→ **SOURCE PASSAGE**
☆ ☆ ☆ ☆ ☆ ☆ ☆

Why on earth would an attorney, fundraiser, and political/gender justice advocate like myself spend this major political year learning to code? The answer is: I’ve been successfully indoctrinated by Jennifer Pahlka and the CfA community. Having joined CfA as Donor Relations Manager in October, I have come to believe that coding is one of the most important new skills I could ever gain as a citizen.
Jen Pahlka’s recent TED talk sums it up perfectly: Our input into government is primarily via voting and supporting candidates. But that input does not necessarily deliver expected return, or even any return. In fact, government is a “vast ocean” that requires interface from citizens from multiple angles.
I am a lifelong civic engagement advocate, but for most of my life I’ve primarily defined civic engagement within the confines of the political realm. Voting, registering other voters, and backing political candidates is a big part of who I am. As a teenager, I joined the Kids Voting USA delegation at the Republican National Convention in San Diego, filled with the alacrity of the moment and inspired by the delegates around me. (The republican presidential candidate was Bob Dole, trying to oust incumbent President Clinton.) I went on be politically active as a college student, and I am still active in supporting strong candidates at all levels who represent my values.

☆ ☆ ☆ ☆ ☆ ☆ ☆

→ **RECORDED INFORMATION**

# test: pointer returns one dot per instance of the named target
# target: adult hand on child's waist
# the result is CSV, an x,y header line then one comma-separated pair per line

☆ ☆ ☆ ☆ ☆ ☆ ☆

→ **STATED TASK**
Copy the passage on learning to code between "Why on earth" and "from multiple angles.", inclusive, swapping each "input" for "participation".

→ **EXERCISE RESPONSE**
Why on earth would an attorney, fundraiser, and political/gender justice advocate like myself spend this major political year learning to code? The answer is: I’ve been successfully indoctrinated by Jennifer Pahlka and the CfA community. Having joined CfA as Donor Relations Manager in October, I have come to believe that coding is one of the most important new skills I could ever gain as a citizen.
Jen Pahlka’s recent TED talk sums it up perfectly: Our participation into government is primarily via voting and supporting candidates. But that participation does not necessarily deliver expected return, or even any return. In fact, government is a “vast ocean” that requires interface from citizens from multiple angles.